• Texte source
....

Huit mois après, seuls 25 pays représentant 2% des émissions mondiales ont ratifié le texte issu de la COP21. De quoi inquiéter son ancien président Laurent Fabius, qui s’en émeut publiquement. La Chine et les Etats-Unis peuvent-ils changer la donne à la veille du prochain G20 ?
Devant l’urgence de la situation, Laurent Fabius redonne de la voix sur la COP21. Fort de son aura d’ancien président d’une conférence couronnée du succès de l’Accord de Paris, le Président du Conseil constitutionnel, qui a dû abandonner son siège à Ségolène Royal lors de sa nomination, lance un cri d’alarme. Dans une interview accordée au Monde, il alerte sur l’urgence climatique qui s’emballe et la nécessité de ratifier au plus vite l’Accord adopté en décembre dernier. La litanie des signes de cet emballement et de ses conséquences dramatiques s’allonge chaque jour un peu plus : records de chaleur battus pour la troisième année consécutive, réapparition de l’Antrax en Russie suite à la fonte du permafrost, inondations en Louisiane, sécheresse et incendies en Californie, coupures d’électricité sur la côte Est américaine suite aux températures caniculaires, etc.
Entretenir un climat de confiance à Marrakech
Mais, près de 9 mois après qu’il a, d’un coup de marteau, mis un terme à treize jours et nuits de négociations, Laurent Fabius ne peut que constater la lenteur avec laquelle les pays s’acquittent de leur ratification. Certes, le 22 avril dernier à New York, en présence de François Hollande et Ségolène Royal, plus de 130 pays (sur les 195 parties qui composent la Conférence des Parties – COP) avaient fait le déplacement à l’ONU pour le signer. Depuis, le compteur a atteint 180 Etats signataires. Mais ce ne sont que des préambules à la ratification elle-même. Pour que l’Accord de Paris puisse entrer en vigueur, il faut que 55 pays au moins, responsables de 55% des émissions mondiales de gaz à effet de serre, l’aient ratifié. Certes, cet accord devant prendre le relais de celui de Kyoto en 2020, en théorie rien ne presse. Mais les acteurs de la COP21 et la présidence marocaine de la COP22, tout comme les Nations unies ou encore la communauté scientifique au chevet du climat, misent sur une ratification nettement plus rapide. Idéalement, la France et le Maroc souhaiteraient que l’affaire (le quorum des 55 pays/55% des émissions mondiales) soit entendue avant la COP22 qui se tient à Marrakech du 11 au 18 novembre. Cela serait nettement plus en ligne avec la volonté du Maroc de faire de cette conférence celle de l’action et avec la nécessité maintes fois réaffirmée d’entretenir le climat de confiance et de solidarité qui semblait s’être dégagé de la COP21, notamment entre pays du Nord et pays du Sud.

....

• Section des données
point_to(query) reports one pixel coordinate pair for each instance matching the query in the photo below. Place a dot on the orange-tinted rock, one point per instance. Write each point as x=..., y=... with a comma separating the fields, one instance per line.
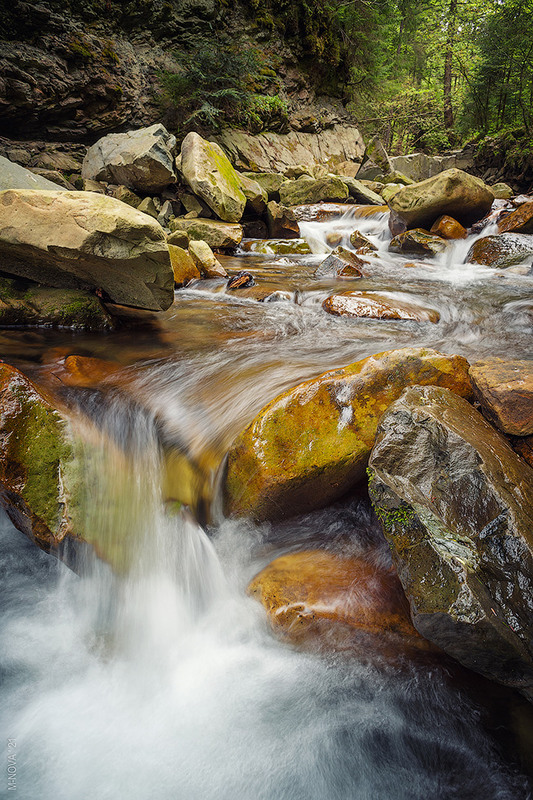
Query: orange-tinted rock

....

• Liste des tâches
• 1. Imprimez le passage de l'article sur l'Accord de Paris qui s'ouvre sur les mots contenant "Devant l’urgence de" et se termine par "températures caniculaires, etc.".
• 2. Donnez la suite de l'article sur l'Accord de Paris, après sa dernière phrase, s'il vous plaît.

• Réponses par tâche
• 1.
Devant l’urgence de la situation, Laurent Fabius redonne de la voix sur la COP21. Fort de son aura d’ancien président d’une conférence couronnée du succès de l’Accord de Paris, le Président du Conseil constitutionnel, qui a dû abandonner son siège à Ségolène Royal lors de sa nomination, lance un cri d’alarme. Dans une interview accordée au Monde, il alerte sur l’urgence climatique qui s’emballe et la nécessité de ratifier au plus vite l’Accord adopté en décembre dernier. La litanie des signes de cet emballement et de ses conséquences dramatiques s’allonge chaque jour un peu plus : records de chaleur battus pour la troisième année consécutive, réapparition de l’Antrax en Russie suite à la fonte du permafrost, inondations en Louisiane, sécheresse et incendies en Californie, coupures d’électricité sur la côte Est américaine suite aux températures caniculaires, etc.

• 2.
L’Europe enlisée dans un processus complexe
Si Laurent Fabius reprend sa casquette de Monsieur climat, c’est qu’aujourd’hui, le compte n’y est pas. Loin s’en faut. 24 pays, représentant à peine plus de 3% des émissions mondiales ont à ce jour ratifié l’Accord. C’est le cas de la France. Mais si François Hollande s’est plié à l’exercice le 15 juin, ce geste n’a d’autre poids que symbolique. En effet, l’Accord doit avoir préalablement été ratifié par l’Europe (9% des émissions mondiales), c’est-à-dire que les 28 aient déposé conjointement leurs instruments de ratification auprès des Nations unies. Mais les pays gros consommateurs de charbon (Pologne en tête, mais aussi Tchéquie ou Slovaquie) ne sont pas pressés. Aussi, bien que Ségolène Royal, en tant que présidente en exercice de la COP, n’ait pas ménagé sa peine pour convaincre ses homologues européens, l’Union pourrait bien faire figure de mauvais élève à la veille de la COP22. La difficulté de parvenir à un accord sur la répartition de l’effort devant permettre à l’Union européenne d’atteindre son objectif de réduction de ses émissions de 40% (par rapport à 1990) à l’horizon 2030, qui se déroule en parallèle, ne facilite pas les choses.
Parmi les grands pays, le Brésil devrait ratifier l’accord de façon imminente mais l’Inde, la Russie ou le Japon, qui viennent juste derrière la Chine, les Etats-Unis et l’Europe en matière de poids dans les émissions mondiales, n’ont pas encore annoncé leurs intentions.
La menace républicaine aux Etats-Unis
Les choses pourraient bouger à l’occasion du G20 qui se tient les 4 et 5 septembre à Hangzhou (Chine). Les investisseurs regroupés au sein du IIGCC (Institutional Investors Group on Climate Change), qui gère 13 000 milliards de dollars d’actifs, ont en effet adressé à tous ses membres une demande de ratification de l’Accord de Paris dans les meilleurs délais. De leur côté, des assureurs pesant 1200 milliards de dollars les pressent de présenter leurs feuilles de route pour cesser d’ici à 2020 leurs subventions aux énergies fossiles, principales responsables du changement climatique.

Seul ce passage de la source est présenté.